* _Prompt A_: In the episode script, what will the student who writes the best essay get to do?
* _Prompt B_: List every career or line of work named in the episode script.

Cow and Chicken (1997) s01e22 Episode Script
Space Cow
1
Mama had a chicken. ♪
Mama had a cow. ♪
Dad was proud. ♪
He didn't care how. ♪
Cow. ♪
Chicken. ♪
Cow and Chicken! ♪
Ha ha ha ha!
And so, boys and girls,
in conclusion,
should you decide to pursue a career
in pig farming, always remember,
be good to your pigs,
and they'll be good to you.
Thank you.
I'd like everyone here
to write a short essay
on the job they'd most like
to have if they grow up.
The student with the best essay
will get to live their chosen
profession for one whole day.
Oh, boy! Ha ha ha ha!
Ooh! Hee hee hee hee!
Oh, I hope you
enjoy reading this
as much as I enjoyed writing it.
Read it and weep.
Oh, boy! Oh, boy!
I hope she picks my essay.
Oh, I would love to be an
astronaut and go to outer space!
Outer space? You?
Ha ha ha ha ha ha!
Ha ha ha ha!
They'd never let you
in outer space.
There's no room!
I am going into marketing.
That is where the real money is.
Hey, Cow, you want to get that?
Remember our deal,
or I'll tell Mom and Dad
that it's you who crows
every morning at sunrise.
Morning, son. We're here from
NASA on official business.
We'd like to speak with a Miss
Cow concerning an essay contest.

* _Material supplied_:
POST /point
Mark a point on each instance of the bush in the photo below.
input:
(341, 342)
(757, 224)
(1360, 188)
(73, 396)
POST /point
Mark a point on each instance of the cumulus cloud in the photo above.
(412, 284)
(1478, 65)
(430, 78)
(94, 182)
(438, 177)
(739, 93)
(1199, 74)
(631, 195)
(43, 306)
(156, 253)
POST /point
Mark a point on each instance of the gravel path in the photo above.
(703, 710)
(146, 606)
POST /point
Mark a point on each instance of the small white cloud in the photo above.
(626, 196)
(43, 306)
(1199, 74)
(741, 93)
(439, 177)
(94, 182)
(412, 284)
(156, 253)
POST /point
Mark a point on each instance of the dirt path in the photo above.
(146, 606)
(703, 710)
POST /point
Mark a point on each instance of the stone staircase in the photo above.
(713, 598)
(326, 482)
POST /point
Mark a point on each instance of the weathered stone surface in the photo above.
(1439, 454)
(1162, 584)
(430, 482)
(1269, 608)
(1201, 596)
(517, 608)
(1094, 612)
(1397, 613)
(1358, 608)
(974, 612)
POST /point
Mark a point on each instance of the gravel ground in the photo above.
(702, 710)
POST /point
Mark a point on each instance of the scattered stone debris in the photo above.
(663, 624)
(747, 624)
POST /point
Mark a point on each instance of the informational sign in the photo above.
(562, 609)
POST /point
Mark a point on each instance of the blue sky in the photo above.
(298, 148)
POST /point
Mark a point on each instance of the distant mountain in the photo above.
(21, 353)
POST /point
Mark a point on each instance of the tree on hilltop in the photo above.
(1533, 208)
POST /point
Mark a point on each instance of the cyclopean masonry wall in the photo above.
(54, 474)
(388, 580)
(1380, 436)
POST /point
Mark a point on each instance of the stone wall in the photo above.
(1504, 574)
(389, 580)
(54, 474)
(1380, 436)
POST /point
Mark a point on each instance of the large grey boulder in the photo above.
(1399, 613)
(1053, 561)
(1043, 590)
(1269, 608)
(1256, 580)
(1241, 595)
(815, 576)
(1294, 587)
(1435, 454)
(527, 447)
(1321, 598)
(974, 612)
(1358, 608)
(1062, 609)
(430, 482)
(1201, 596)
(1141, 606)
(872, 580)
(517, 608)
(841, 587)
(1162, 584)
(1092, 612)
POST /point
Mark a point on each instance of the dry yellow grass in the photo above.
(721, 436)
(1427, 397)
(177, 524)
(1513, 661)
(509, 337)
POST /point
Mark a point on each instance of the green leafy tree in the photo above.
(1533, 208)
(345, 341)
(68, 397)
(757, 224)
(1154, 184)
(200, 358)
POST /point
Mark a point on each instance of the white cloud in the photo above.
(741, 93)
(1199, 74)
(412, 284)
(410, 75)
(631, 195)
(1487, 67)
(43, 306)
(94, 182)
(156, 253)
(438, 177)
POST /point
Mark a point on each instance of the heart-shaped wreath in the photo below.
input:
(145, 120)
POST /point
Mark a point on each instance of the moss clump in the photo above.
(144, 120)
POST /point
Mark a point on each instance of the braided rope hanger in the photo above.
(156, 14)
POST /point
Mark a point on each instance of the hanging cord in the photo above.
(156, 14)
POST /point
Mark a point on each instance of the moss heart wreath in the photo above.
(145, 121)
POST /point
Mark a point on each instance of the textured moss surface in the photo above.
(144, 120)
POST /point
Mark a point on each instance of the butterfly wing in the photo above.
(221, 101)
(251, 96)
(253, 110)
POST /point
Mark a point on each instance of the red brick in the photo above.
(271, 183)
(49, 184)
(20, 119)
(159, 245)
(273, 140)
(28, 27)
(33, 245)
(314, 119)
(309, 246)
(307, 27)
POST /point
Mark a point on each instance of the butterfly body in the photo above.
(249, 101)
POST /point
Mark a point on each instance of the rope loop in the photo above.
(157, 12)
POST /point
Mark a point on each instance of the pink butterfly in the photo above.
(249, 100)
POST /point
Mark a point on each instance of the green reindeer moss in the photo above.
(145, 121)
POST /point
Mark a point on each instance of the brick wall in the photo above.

* _Solution A_: The student will get to live their chosen profession for one whole day.

* _Solution B_: Pig farming, astronaut, marketing